* _DATA FOR PROCESSING_

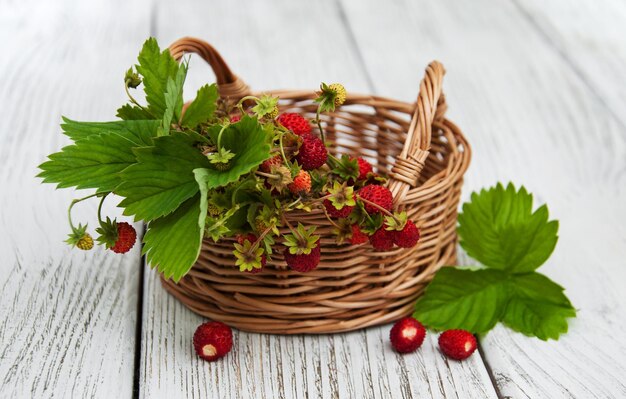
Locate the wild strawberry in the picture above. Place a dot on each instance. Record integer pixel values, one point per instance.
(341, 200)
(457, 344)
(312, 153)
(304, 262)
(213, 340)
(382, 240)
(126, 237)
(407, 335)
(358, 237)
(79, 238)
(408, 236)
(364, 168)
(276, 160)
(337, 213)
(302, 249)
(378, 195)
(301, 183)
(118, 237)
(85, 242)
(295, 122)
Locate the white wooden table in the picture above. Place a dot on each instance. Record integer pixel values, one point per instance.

==

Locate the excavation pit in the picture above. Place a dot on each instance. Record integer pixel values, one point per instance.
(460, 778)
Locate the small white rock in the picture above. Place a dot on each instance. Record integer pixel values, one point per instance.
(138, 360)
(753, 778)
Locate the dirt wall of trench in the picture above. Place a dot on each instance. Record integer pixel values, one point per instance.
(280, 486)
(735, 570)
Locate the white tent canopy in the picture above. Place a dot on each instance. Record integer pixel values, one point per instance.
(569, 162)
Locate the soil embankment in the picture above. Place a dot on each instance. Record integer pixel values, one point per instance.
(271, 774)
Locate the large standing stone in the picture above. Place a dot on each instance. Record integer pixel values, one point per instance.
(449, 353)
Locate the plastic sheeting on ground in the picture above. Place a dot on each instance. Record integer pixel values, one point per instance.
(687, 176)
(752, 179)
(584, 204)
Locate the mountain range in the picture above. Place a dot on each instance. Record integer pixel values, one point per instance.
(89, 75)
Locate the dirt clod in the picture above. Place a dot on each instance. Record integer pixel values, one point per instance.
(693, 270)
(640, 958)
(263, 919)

--

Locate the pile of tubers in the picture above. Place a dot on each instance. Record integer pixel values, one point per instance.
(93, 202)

* _DIRECTIONS_
Pick out each line of the listing above that contains the string "white". Case must match.

* _REPLY TO THE EXERCISE_
Locate the white wooden table in the picture above. Place a dot on each instance. Record integer pixel values, one point per instance.
Locate the small white rock in the picture above. Place a dot on each instance. Record integer pixel values, one point per instance.
Locate the white tent canopy in the picture above. Place a dot on each instance. Record integer pixel values, one point per instance.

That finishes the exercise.